:: AIM OF THE EXERCISE ::
Copy each entry below exactly as it reads.
▼
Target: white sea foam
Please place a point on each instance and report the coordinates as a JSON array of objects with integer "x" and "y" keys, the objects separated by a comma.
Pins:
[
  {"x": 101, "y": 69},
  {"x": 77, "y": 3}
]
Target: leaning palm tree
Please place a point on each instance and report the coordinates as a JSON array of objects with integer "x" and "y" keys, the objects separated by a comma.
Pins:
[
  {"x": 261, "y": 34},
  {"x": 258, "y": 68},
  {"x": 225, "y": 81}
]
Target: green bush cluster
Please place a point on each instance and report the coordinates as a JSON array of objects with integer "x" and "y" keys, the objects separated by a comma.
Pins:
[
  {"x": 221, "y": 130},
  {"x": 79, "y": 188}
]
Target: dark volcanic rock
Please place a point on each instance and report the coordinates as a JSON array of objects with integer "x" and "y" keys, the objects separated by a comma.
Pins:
▲
:: SOLUTION TO THIS EXERCISE ::
Target: white sea foam
Please place a point on each instance and report the coordinates as a JSON array of objects with integer "x" and "y" keys, the objects separated by a comma.
Pins:
[
  {"x": 101, "y": 69},
  {"x": 77, "y": 3}
]
Target: leaning palm tree
Please place a point on each instance and report the coordinates as a JSON array of objects with integer "x" and "y" keys, the objects separated by a comma.
Pins:
[
  {"x": 261, "y": 34},
  {"x": 258, "y": 68},
  {"x": 225, "y": 81}
]
Target: green bush cluster
Please place a point on each instance and report the coordinates as a JSON array of objects with integer "x" and "y" keys, the objects separated by a comma.
Pins:
[
  {"x": 221, "y": 130},
  {"x": 79, "y": 188}
]
Target: dark volcanic rock
Please place a point on each instance and report the coordinates as a JSON array of objects with integer "x" and "y" keys, the objects separated by a comma.
Pins:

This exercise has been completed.